*** Begin section ***

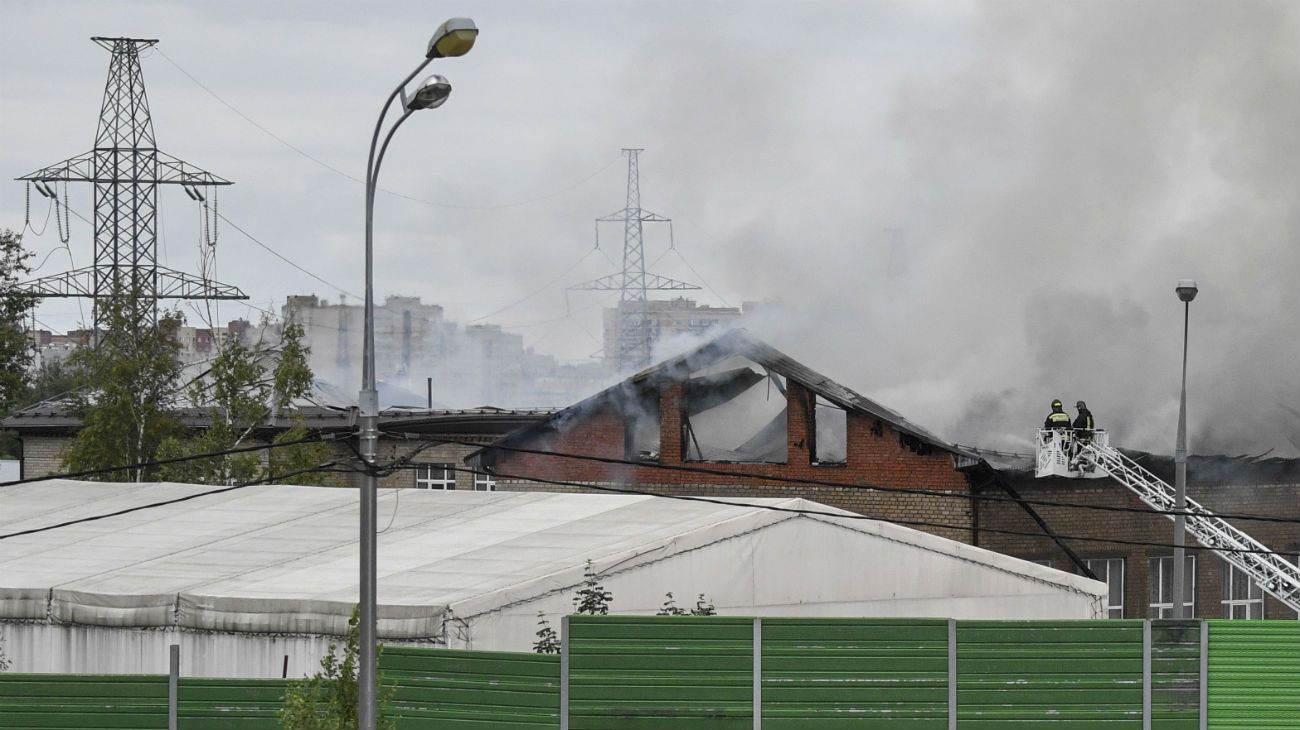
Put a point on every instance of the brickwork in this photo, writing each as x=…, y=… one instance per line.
x=876, y=456
x=42, y=455
x=1274, y=500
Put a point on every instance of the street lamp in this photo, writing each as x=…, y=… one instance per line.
x=453, y=38
x=1186, y=290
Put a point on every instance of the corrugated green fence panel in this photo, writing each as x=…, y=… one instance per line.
x=655, y=673
x=859, y=673
x=1175, y=674
x=1255, y=676
x=1049, y=674
x=229, y=704
x=82, y=702
x=471, y=690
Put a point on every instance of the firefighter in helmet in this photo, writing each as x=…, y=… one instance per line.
x=1083, y=424
x=1058, y=418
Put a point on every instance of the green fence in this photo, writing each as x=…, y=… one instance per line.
x=694, y=673
x=1077, y=674
x=650, y=673
x=1255, y=674
x=467, y=690
x=229, y=704
x=854, y=673
x=81, y=702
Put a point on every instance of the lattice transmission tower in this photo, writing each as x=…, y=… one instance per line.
x=126, y=169
x=632, y=283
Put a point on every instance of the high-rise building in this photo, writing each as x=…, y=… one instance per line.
x=663, y=318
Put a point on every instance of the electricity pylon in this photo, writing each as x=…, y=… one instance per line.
x=633, y=282
x=126, y=169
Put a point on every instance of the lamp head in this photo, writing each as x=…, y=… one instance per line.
x=453, y=38
x=430, y=95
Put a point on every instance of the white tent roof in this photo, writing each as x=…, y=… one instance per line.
x=284, y=559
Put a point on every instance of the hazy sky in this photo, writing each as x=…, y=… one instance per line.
x=965, y=209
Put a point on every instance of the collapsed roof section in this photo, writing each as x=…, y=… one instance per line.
x=722, y=374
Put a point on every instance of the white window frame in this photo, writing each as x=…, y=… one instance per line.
x=1104, y=568
x=1160, y=607
x=434, y=477
x=1252, y=604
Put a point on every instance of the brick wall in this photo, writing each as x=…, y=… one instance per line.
x=875, y=456
x=1277, y=500
x=43, y=455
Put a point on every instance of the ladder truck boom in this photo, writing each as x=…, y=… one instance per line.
x=1061, y=453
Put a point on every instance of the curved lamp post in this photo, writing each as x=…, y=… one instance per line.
x=453, y=38
x=1186, y=290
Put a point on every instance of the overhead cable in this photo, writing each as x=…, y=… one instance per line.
x=359, y=181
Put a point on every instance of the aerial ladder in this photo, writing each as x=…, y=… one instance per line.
x=1090, y=455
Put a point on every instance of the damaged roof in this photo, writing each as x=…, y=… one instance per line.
x=740, y=342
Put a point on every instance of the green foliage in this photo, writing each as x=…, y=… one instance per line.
x=245, y=394
x=702, y=607
x=326, y=700
x=14, y=346
x=130, y=389
x=547, y=641
x=671, y=608
x=592, y=599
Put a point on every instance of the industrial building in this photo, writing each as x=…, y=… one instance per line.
x=737, y=417
x=102, y=577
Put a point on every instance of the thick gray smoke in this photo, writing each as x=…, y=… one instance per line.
x=1051, y=190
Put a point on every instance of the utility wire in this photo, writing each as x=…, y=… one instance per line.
x=281, y=256
x=359, y=181
x=163, y=503
x=164, y=461
x=763, y=477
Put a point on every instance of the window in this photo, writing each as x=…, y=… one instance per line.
x=1110, y=570
x=1243, y=598
x=436, y=477
x=831, y=433
x=1161, y=579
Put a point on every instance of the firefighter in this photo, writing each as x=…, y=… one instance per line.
x=1083, y=427
x=1058, y=418
x=1083, y=424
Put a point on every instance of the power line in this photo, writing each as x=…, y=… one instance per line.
x=164, y=461
x=540, y=290
x=163, y=503
x=359, y=181
x=762, y=477
x=281, y=256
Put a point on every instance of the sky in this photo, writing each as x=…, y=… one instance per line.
x=960, y=209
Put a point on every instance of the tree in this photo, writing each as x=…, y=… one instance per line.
x=128, y=396
x=592, y=599
x=14, y=344
x=547, y=641
x=247, y=389
x=326, y=700
x=703, y=607
x=671, y=608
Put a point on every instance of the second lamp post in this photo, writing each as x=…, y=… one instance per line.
x=453, y=38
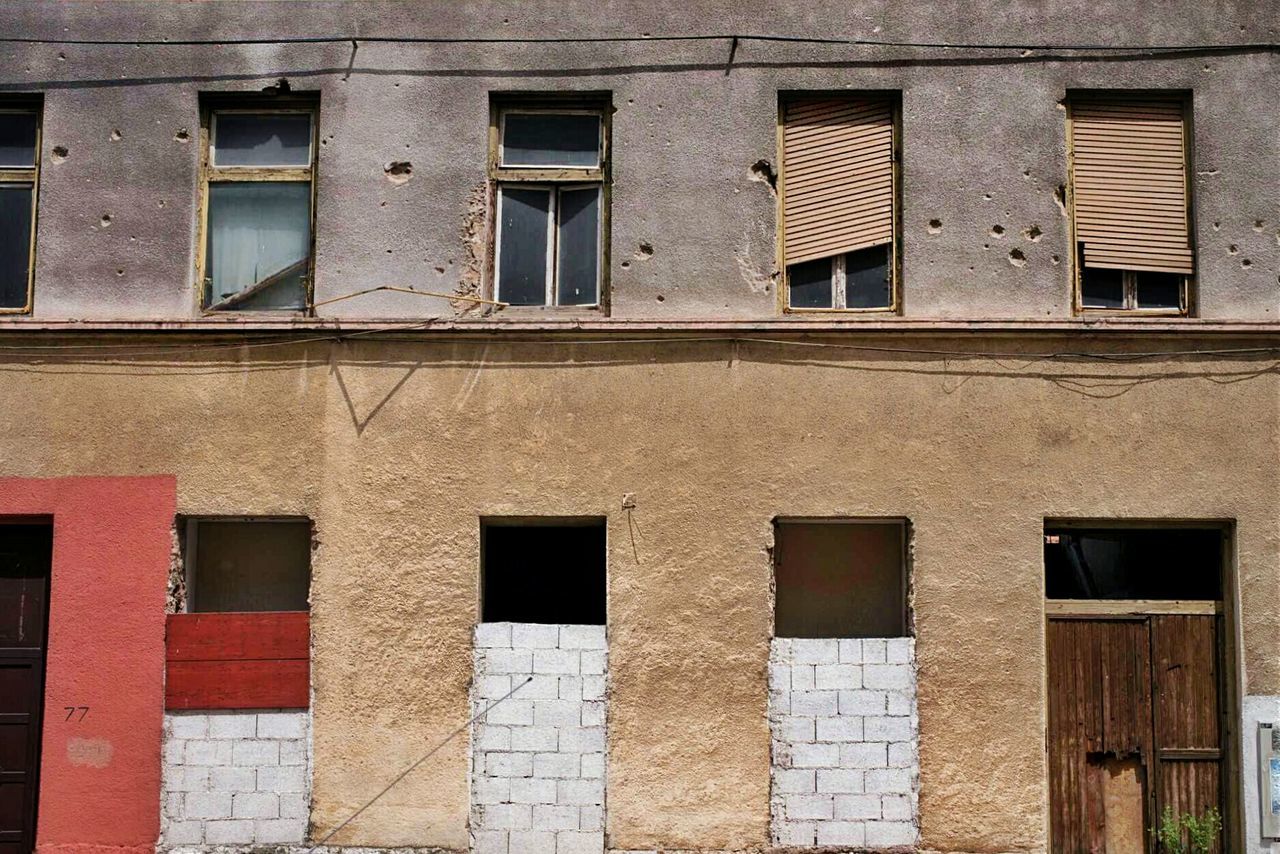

*** End section ***

- Work request
Copy all of the listing word for word, minus the images.

- Expected output
Put a point on every instance of the brickwork in this photo, writing each as x=…, y=… one instance per line.
x=876, y=456
x=42, y=455
x=1274, y=500
Put a point on every instance of the street lamp in this photo, writing each as x=…, y=… one instance per line.
x=453, y=38
x=1186, y=290
Put a point on every instance of the corrugated green fence panel in this photo, writing each as x=…, y=… one instance per line.
x=655, y=673
x=859, y=673
x=1175, y=674
x=1255, y=676
x=1049, y=674
x=229, y=704
x=82, y=702
x=471, y=690
Put a point on every instance of the firefighter in helmet in this photo, writing each as x=…, y=… one instance per line.
x=1083, y=424
x=1058, y=418
Put a point on every instance of the green fence in this photo, writing each as x=…, y=… one instance per line.
x=694, y=673
x=1077, y=674
x=650, y=673
x=1255, y=674
x=467, y=690
x=229, y=704
x=854, y=673
x=81, y=702
Put a point on every instance of the lattice transmission tower in this photo, writing each as x=…, y=… one instance per line.
x=126, y=169
x=632, y=283
Put a point on every instance of the high-rise building in this photo, writing each as x=…, y=… one instance per line.
x=663, y=318
Put a point on every instance of the electricity pylon in this photo, writing each as x=…, y=… one instance per line.
x=633, y=282
x=126, y=169
Put a point on every instance of the lamp head in this photo, writing each as x=…, y=… one instance per line.
x=453, y=38
x=430, y=95
Put a point on every instance of the white tent roof in this photo, writing each as x=…, y=… one instance per line.
x=284, y=559
Put a point on every instance of the hazy sky in this photo, writing each as x=…, y=… one instance per line.
x=965, y=209
Put a point on every instance of the collapsed roof section in this photo, writing each as x=…, y=… one instance per line.
x=722, y=374
Put a point on every instance of the white window frame in this photo, writing each as x=…, y=… one instance per line.
x=1104, y=568
x=1160, y=607
x=434, y=477
x=1252, y=604
Put a point on every instance of the brick wall in this photo, writing each as x=…, y=… one instance per line.
x=875, y=456
x=1277, y=500
x=43, y=455
Put a point on every instance of the ladder truck boom in this photo, writing each as x=…, y=… one instance per line.
x=1061, y=453
Put a point on every instance of the curved lamp post in this photo, writing each as x=…, y=… one instance per line.
x=453, y=38
x=1186, y=290
Put a point on every instance of the overhead cable in this photo, writing each as x=…, y=… one instance per line.
x=359, y=181
Put a point on every instance of the aerial ladder in this photo, writing each as x=…, y=… one instance per line.
x=1090, y=455
Put a point on every instance of the damaged roof in this photo, writing each as x=…, y=… one instance per line.
x=740, y=342
Put a point on every instance of the green foliage in this photo, writing each as x=…, y=… one instance per line.
x=245, y=394
x=702, y=607
x=326, y=700
x=14, y=346
x=130, y=389
x=547, y=641
x=671, y=608
x=592, y=599
Put a point on every instance of the industrial building in this photo, writing each as x=…, y=… one instance per line.
x=737, y=417
x=102, y=577
Put a point on every instance of the thick gray smoke in this photo, writing each as x=…, y=… one instance per line.
x=1051, y=190
Put a point on every instance of the utility wire in this photo, writing each as x=…, y=… one instance per line.
x=281, y=256
x=359, y=181
x=163, y=503
x=164, y=461
x=763, y=477
Put a point on every instance of the window in this photo, writing each as x=…, y=… one instance per line.
x=1110, y=570
x=1243, y=598
x=436, y=477
x=831, y=433
x=1161, y=579
Put a point on every instance of the firefighter in this photo, writing each as x=…, y=… one instance per line.
x=1083, y=427
x=1058, y=418
x=1083, y=424
Put a point on every instance of the power line in this photo, writing each as x=…, y=… one instance per line.
x=164, y=461
x=540, y=290
x=163, y=503
x=359, y=181
x=762, y=477
x=281, y=256
Put a point on every instance of the sky in this photo, writing each as x=…, y=… one instance per line.
x=960, y=209
Put a point on every instance of the tree in this photo, writing each as x=…, y=… one instance per line.
x=128, y=396
x=592, y=599
x=14, y=344
x=547, y=641
x=247, y=389
x=326, y=700
x=703, y=607
x=671, y=608
Put a point on every instance of the second lamp post in this photo, writing each as x=…, y=… one instance per line.
x=453, y=38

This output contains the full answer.